Text to read:
[START]

Treasury Department, IRS Continue to Focus on Small Captive Insurance Companies by Lewis Kevelson, CPA

Posted on June 13, 2017 by Lewis Kevelson

The Department of the Treasury and the IRS have issued a series of notices that take aim at taxpayers who may use small captive insurance companies (sometimes referred to as mini- or micro-captives) to avoid or evade U.S. taxes. The IRS’s primarily interest is in investigating those taxpayers who create small captives to generate income-tax deductions of up to $2.2 million per year in insurance premiums paid to the captives in 2017 (an amount adjusted annually for inflation).

What is a Captive?

A captive insurance company is a legal entity formed by a business owner to self-insure certain business risks that might be too expensive or not available from commercial insurance carriers. The entity, which is separate from the business, can make a Section 831(b) election to be taxed solely on the investment income from the premiums the business pays to it, excluding taxable income of up to $2.2 million.

Captives may also include certain types of insurance policies for which a high deductible is in place with a commercial carrier and the captive is used to self-insure the deductible portion. The captive must meet the requisite formalities of an insurance company from a regulatory standpoint, and it must also meet the definition of a valid insurance company operation from the IRS or court cases.

Why is the IRS Concerned?

The IRS has focused its attention on small captives because owners of related businesses have the ability to deduct inflated insurance premiums, and the captives can avoid incurring income tax on the net premiums they receive. In addition, the IRS is concerned that high-net-worth families can design the personal holding structure for the captive to allow multiple generations to escape estate tax.

[END]

Material shown:
[START]

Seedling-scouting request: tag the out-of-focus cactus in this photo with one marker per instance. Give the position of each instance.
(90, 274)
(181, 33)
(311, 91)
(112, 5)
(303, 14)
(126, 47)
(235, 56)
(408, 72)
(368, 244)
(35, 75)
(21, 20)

[END]

Parts of the exercise:
1. Which lines of the records contain the word "focus"? Filter the records down to those lines, and treat uppercase and lowercase as different.
2. Can you carry on with the article on the IRS and small captive insurance companies, writing on from where it stops?

Exercise results:
1.
Seedling-scouting request: tag the out-of-focus cactus in this photo with one marker per instance. Give the position of each instance.

2.
Consider, for example, a business owner who has multiple companies that collectively pay $500,000 per year for insurance coverage needed for ordinary and necessary business needs.   The business owner could keep in place essentially the same necessary insurance policies and then use a captive structure for other, somewhat questionable policies for which the captive may never be called upon to settle a claim. The taxpayer would be allowed to write off up to $2.2 million of additional premiums paid to the captive. In turn, the captive  would accumulate profits in a structure that would not be subject to estate tax but would be able to distribute lower-taxed dividends to family members.

What are Some Recent Law Changes?

Historically, it was common to have a senior family member control an insured business and assign ownership of the captive to a family trust created for the benefit of the business owner’s spouse and children and capable of avoiding estate tax for several generations.  However, Congress included in the Protecting Americans from Tax Hikes Act (PATH Act) certain changes to combat the perception that captives are an estate tax avoidance strategy. Effective January 1, 2017, captives must meet a “relatedness test” so that its ownership is not shifted to the spouse or lineal descendants of the owner(s) of the insured business. The Act requires that there be common ownership (within a 2 percent range) between the insured businesses and the captive. If the captive is owned 100 percent by the senior family member, then the relatedness test does not apply because the junior generation does not own any shares.

Because the PATH Act does not grandfather in existing estate-planning structures, taxpayer will have to modify their prior arrangements to preserve the favorable taxation of the small captive. Alternatively, an existing captive may meet an alternative diversification test when it broadens its pool of policyholders so that it receives at least 80 percent of its net premiums from unrelated parties. Under this alternative test, no more than 20 percent of the net written premiums can be attributable to any one policyholder. To meet the 20 percent threshold, all policyholders deemed related under the Internal Revenue Code are counted as a single policyholder.

Any Good News?

One favorable aspect of the PATH Act is that it increased the deductible net premiums that a small captive could receive, from $1.2 to $2.2 million. Thus, a small captive that can qualify may be in a position to receive net premiums of up to $2.2 million per year tax free.

Are Small Captives Still Viable?

Business owners should continue to consider the use of captives when they have genuine insurance and risk-management needs. The IRS will want to ensure that the captive is operated in accordance with regulatory requirements and that the taxpayer is guided by a team of trusted advisors with the requisite industry experience. With the 2017 increase in premium limits to $2.2 million, business owners may expect some favorable long-term tax benefits as well.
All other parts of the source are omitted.